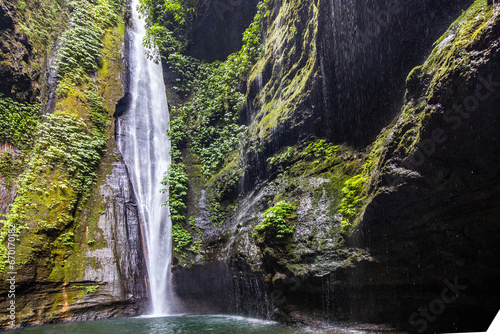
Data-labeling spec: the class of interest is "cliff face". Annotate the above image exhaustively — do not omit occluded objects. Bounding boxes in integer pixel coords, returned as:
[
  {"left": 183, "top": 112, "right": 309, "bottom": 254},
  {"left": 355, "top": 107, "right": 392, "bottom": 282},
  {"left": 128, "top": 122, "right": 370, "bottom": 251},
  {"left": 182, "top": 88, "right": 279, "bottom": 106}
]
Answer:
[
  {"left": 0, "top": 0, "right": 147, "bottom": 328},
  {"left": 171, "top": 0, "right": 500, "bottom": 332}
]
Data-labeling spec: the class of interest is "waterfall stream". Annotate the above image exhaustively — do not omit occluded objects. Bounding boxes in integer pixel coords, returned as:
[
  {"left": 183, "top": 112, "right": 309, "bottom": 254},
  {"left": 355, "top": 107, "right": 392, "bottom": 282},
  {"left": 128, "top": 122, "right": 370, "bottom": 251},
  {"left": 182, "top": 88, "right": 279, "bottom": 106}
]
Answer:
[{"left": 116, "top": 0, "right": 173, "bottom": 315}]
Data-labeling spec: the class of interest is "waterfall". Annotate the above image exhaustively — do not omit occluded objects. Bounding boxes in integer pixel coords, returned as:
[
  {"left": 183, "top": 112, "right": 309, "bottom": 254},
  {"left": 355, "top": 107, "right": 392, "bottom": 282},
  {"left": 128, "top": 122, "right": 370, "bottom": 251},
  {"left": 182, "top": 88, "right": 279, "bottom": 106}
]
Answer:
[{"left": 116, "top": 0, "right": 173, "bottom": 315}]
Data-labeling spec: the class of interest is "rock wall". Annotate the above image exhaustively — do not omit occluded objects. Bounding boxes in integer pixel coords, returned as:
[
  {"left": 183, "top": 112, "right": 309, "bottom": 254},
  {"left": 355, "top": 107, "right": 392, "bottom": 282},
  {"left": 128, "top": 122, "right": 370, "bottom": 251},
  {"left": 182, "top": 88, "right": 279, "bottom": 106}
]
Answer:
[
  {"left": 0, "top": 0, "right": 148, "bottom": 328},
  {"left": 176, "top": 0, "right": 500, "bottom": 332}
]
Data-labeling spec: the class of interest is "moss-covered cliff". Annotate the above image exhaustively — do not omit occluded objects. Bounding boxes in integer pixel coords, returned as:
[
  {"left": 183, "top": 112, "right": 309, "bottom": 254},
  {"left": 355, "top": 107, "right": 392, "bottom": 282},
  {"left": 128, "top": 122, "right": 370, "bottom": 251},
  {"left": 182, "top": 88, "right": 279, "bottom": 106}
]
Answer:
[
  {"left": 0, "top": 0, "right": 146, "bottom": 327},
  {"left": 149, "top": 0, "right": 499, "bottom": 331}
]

......

What you have to do: Report each line of the listing above that contains the string "waterfall", reproducing every such line in full and in its original order.

Output for this exercise:
Data-labeling spec: the class of interest is "waterfall stream". Annotate the above image exhaustively — do not omit occluded objects. Bounding boxes in integer pixel coords, returned as:
Data-labeling spec: the class of interest is "waterfall". Annotate the above image exhaustively — do not omit occluded objects. Bounding boxes in integer pixel coords, returned as:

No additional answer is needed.